Aufgabenstellung »
1. Beantworte zum Text über die Gasversorgung diese Fragen:
(a) Aus welchem Land kommt ein großer Teil des Gases, das in Europa zum Heizen und Kochen verwendet wird?
(b) Welcher Anteil des gesamten Jahresverbrauchs kann in Deutschland in unterirdischen Lagerstätten gespeichert werden?
(c) Welche Position hat Klaus-Dieter Maubach?
2. Fasse im Text über die Gasversorgung den Absatz, der mit „In Europa können die Winter kalt werden“ beginnt, kürzer zusammen, ohne seine wichtigsten Fakten wegzulassen.
3. Greif den Text über die Gasversorgung nach seinem letzten Satz auf und schreib ihn weiter.

#### Übungstext

Ein großer Teil des Gases, das in Europa zum Heizen und Kochen verwendet wird, kommt aus Russland. Doch wenn Russland kein Gas mehr nach Europa liefert oder wenn Europa wegen des Ukraine-Kriegs auf russisches Gas verzichtet, ist die Versorgung in Gefahr. Was würde das für Wirtschaft und Privathaushalte in Deutschland bedeuten?

SPRECHER:
In Europa können die Winter kalt werden. Russland könnte den Gashahn zudrehen oder Europa sich entscheiden, kein Gas aus Russland mehr zu beziehen. Was bedeutet das? Können die Menschen dann noch kochen und heizen? Wird die Industrie ausreichend mit Gas versorgt? Eine wichtige Rolle spielen Erdgasspeicher, betrieben von Firmen wie VNG oder Uniper. Bis zu 25 Prozent des gesamten Jahresverbrauchs können in Deutschland in unterirdischen Lagerstätten gespeichert werden. Sollten Gaslieferungen tatsächlich ausbleiben, ist damit die Versorgung etwa drei Monate gesichert.

KLAUS-DIETER MAUBACH (CEO Uniper Deutschland):
Deutschland war und ist gesegnet mit großen Erdgasspeichern. Das ist eine außergewöhnlich gute Situation, in der wir sind, und die wir hoffentlich auch jetzt wieder für uns nutzen können.

########
#### Bereitgestellte Datensätze

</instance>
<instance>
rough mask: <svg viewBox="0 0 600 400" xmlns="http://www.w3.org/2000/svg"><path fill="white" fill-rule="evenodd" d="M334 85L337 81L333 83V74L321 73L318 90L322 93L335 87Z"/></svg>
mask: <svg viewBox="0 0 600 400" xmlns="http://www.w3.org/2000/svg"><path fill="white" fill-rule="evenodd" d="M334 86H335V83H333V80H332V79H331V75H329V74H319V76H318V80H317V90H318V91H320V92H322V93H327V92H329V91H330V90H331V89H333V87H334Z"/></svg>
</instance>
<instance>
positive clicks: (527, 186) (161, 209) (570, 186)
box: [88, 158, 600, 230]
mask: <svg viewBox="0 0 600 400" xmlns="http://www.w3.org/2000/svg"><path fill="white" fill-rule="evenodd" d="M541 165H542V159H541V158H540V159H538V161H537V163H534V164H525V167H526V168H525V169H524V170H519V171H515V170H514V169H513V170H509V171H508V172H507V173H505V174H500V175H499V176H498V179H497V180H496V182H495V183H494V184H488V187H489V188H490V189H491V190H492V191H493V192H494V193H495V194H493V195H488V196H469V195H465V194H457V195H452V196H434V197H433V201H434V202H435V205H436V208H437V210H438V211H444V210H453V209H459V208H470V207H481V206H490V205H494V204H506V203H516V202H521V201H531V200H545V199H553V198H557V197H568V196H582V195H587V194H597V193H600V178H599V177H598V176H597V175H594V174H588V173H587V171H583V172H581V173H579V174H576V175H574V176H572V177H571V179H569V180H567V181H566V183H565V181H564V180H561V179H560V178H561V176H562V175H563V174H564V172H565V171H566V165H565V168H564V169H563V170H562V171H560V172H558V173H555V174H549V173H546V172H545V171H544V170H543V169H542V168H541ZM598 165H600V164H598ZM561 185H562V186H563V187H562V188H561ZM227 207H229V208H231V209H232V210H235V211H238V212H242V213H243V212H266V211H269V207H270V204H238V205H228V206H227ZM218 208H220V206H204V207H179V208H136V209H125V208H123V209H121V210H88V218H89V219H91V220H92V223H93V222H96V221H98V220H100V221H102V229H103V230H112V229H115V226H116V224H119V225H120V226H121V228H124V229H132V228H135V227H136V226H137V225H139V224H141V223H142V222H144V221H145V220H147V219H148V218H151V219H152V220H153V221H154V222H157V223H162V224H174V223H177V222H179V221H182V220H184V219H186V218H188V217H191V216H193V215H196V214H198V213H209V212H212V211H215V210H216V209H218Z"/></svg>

########

Lösungen »
1.
(a) Aus Russland.
(b) Bis zu 25 Prozent.
(c) Er ist CEO von Uniper Deutschland.

2. Russland könnte in den kalten europäischen Wintern die Gaslieferungen stoppen, oder Europa könnte auf russisches Gas verzichten. Dann stellt sich die Frage, ob Kochen, Heizen und die Versorgung der Industrie gesichert sind. Eine wichtige Rolle spielen Erdgasspeicher von Firmen wie VNG oder Uniper. In Deutschland lassen sich bis zu 25 Prozent des Jahresverbrauchs unterirdisch speichern. Damit wäre die Versorgung bei ausbleibenden Lieferungen etwa drei Monate gesichert.

3.
SPRECHER:
Im Winter sind die Erdgasspeicher in der Regel gut gefüllt. Das zeigt die rote Wellenlinie. Die Reserven bauen sich zum April stark ab. Zum Sommer hin werden die Speicher wieder gefüllt. In diesem Jahr wurde aufgrund gedrosselter Lieferungen aus Russland deutlich weniger Gas gespeichert. Momentan betragen die deutschen Reserven gerade mal 33 Prozent. Ein Wettlauf hat begonnen. Viele Länder wollen vor einem möglichen russischen Gasembargo möglichst hohe Vorräte anlegen. Das soll nicht dem Markt überlassen werden. Deshalb wurde es in Deutschland per Gesetz geregelt.

KLAUS MÜLLER (Präsident der Bundesnetzagentur):
Dass bis zum ersten Oktober die Gasspeicher auf 80 Prozent, bis zum ersten November auf 90 Prozent gefüllt werden, das wird die Bundesnetzagentur monitoren, und viele Akteure im Markt sind jetzt gerade dabei, die Voraussetzungen dafür zu schaffen, damit das Gesetz dann auch ab nächster Woche eingehalten werden kann.

SPRECHER:
Volle Gasspeicher sind aber nur ein Teil der Lösung. Wie sieht es also aus mit der Versorgungssicherheit insgesamt? Eine weitere Option ist Flüssiggas, das russische Lieferungen ersetzen kann. Ein Flüssiggastanker belädt ein schwimmendes LNG-Terminal. Von dort wird das Flüssiggas in eine unterirdische Pipeline gepumpt und erreicht das europäische Gasnetz. Die Flüssiggasterminals liegen überwiegend an den Küsten. In Deutschland wird gerade erst ein Flüssiggasterminal gebaut. Drei weitere sollen folgen. Die Länder Europas sind mit einem Gaspipelinesystem verbunden. Sie können sich gegenseitig helfen und LNG- sowie Gas-Reserven austauschen. Ein weiterer Vorteil, um von russischem Gas unabhängig zu werden.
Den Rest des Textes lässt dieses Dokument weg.